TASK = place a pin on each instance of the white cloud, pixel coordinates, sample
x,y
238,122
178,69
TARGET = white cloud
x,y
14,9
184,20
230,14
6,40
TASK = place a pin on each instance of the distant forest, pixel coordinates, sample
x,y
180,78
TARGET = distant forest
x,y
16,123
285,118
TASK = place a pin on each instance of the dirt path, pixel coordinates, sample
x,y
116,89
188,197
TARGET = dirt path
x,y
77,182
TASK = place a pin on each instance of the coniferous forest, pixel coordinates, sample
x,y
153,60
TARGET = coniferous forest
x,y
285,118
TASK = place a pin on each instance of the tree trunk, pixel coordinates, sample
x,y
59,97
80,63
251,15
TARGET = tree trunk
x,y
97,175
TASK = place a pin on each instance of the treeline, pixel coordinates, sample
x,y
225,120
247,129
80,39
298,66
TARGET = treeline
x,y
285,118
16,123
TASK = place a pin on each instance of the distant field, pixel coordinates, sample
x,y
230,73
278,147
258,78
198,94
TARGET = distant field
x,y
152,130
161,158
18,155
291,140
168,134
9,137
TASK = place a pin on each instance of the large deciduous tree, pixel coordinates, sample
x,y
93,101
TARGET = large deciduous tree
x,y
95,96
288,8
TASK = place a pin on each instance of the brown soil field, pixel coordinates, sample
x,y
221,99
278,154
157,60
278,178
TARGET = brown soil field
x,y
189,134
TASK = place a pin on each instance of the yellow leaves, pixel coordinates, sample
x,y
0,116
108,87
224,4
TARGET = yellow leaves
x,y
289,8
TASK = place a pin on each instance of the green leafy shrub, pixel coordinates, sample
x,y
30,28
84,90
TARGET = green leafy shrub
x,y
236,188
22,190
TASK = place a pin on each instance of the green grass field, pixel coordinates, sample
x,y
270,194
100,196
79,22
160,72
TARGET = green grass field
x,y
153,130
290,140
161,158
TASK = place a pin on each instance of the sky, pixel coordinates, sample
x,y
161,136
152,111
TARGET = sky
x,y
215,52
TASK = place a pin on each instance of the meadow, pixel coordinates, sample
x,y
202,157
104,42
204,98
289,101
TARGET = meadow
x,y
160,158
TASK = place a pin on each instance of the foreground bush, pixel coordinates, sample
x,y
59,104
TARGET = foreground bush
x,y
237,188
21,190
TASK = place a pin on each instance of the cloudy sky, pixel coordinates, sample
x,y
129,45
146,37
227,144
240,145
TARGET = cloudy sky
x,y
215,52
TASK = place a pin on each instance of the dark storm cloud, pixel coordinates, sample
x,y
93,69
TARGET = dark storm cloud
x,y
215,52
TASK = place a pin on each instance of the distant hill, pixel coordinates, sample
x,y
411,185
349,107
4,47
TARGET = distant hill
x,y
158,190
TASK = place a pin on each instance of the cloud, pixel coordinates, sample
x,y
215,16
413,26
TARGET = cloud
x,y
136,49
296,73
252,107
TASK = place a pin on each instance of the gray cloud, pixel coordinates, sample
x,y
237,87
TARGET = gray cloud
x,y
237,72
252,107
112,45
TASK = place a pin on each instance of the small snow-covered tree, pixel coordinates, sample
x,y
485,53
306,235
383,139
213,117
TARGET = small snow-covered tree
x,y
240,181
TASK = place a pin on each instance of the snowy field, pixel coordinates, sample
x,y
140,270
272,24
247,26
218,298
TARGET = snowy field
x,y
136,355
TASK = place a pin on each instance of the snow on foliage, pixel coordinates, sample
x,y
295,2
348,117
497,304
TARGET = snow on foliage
------------------------------------
■ Goal of the exercise
Restate the material word for word, keeping every line intact.

■ Reply
TASK = place a pin on each instance of the white cloud, pixel coordinates, sample
x,y
238,122
178,69
TARGET = white cloud
x,y
14,9
184,20
230,14
6,40
TASK = place a pin on each instance of the distant forest, pixel coordinates, sample
x,y
180,78
TARGET = distant forest
x,y
16,123
285,118
TASK = place a pin on each instance of the dirt path, pixel coordinates, sample
x,y
116,89
188,197
TARGET = dirt path
x,y
77,182
TASK = place a pin on each instance of the coniferous forest, pixel coordinates, sample
x,y
153,60
TARGET = coniferous forest
x,y
285,118
TASK = place a pin on each instance of the tree trunk, pixel coordinates, sample
x,y
59,97
80,63
251,15
TARGET = tree trunk
x,y
97,175
TASK = place a pin on each instance of the treeline, pixel coordinates, sample
x,y
225,120
247,129
80,39
298,66
TARGET = treeline
x,y
285,118
16,123
TASK = place a pin on each instance of the distant field, pixel coordinates, sample
x,y
230,73
278,147
258,78
198,94
TARGET = distant field
x,y
152,130
161,158
18,155
291,140
168,134
9,137
TASK = place a pin on each instance of the large deciduous tree, pixel coordinates, sample
x,y
93,101
TARGET = large deciduous tree
x,y
95,96
288,8
TASK = place a pin on each instance of the brown soil field, pixel coordinates, sample
x,y
221,99
278,154
157,60
278,178
TARGET = brown soil field
x,y
189,134
TASK = place a pin on each instance of the yellow leaves, pixel coordinates, sample
x,y
0,116
108,87
224,4
TARGET = yellow leaves
x,y
289,8
TASK = place a pin on each instance of the green leafy shrub, pixel coordinates, sample
x,y
30,28
84,90
TARGET = green leafy shrub
x,y
236,188
22,190
TASK = place a pin on each instance of the green grass field, pixel coordinates, sample
x,y
270,194
100,196
79,22
160,72
TARGET = green grass field
x,y
153,130
290,140
161,158
TASK = place a pin on each instance of the sky, pixel coordinates, sample
x,y
161,136
152,111
TARGET = sky
x,y
215,52
TASK = place a pin on each instance of the meadow, pixel coordinates, sample
x,y
202,157
104,42
204,98
289,101
TARGET = meadow
x,y
160,158
TASK = place a pin on each instance of the foreground bush, pixel coordinates, sample
x,y
59,104
TARGET = foreground bush
x,y
237,188
21,190
TASK = place a pin on each instance of the cloudy sky, pixel coordinates, sample
x,y
129,45
146,37
227,144
240,145
TARGET = cloudy sky
x,y
215,52
TASK = place a pin on each instance of the dark storm cloud, pixel coordinates, sample
x,y
93,69
TARGET = dark storm cloud
x,y
215,52
TASK = place a pin on each instance of the distant hill, pixel coordinates, sample
x,y
411,185
349,107
4,47
TARGET = distant hill
x,y
158,190
TASK = place a pin on each instance of the cloud, pixel coordinates, sample
x,y
215,16
413,26
TARGET = cloud
x,y
136,49
296,73
252,107
TASK = place a pin on each instance of the gray cloud, pixel coordinates, sample
x,y
237,87
TARGET = gray cloud
x,y
237,72
252,107
112,45
TASK = place a pin on each instance of the small snow-covered tree, pixel coordinates, sample
x,y
485,53
306,235
383,139
213,117
TARGET = small snow-covered tree
x,y
240,181
TASK = place a pin on each instance of the snowy field, pixel coordinates, sample
x,y
140,270
272,24
247,26
218,298
TARGET = snowy field
x,y
136,355
TASK = place a pin on each instance of the snow on foliage, pixel coordinates, sample
x,y
295,2
348,117
497,304
TARGET = snow on foliage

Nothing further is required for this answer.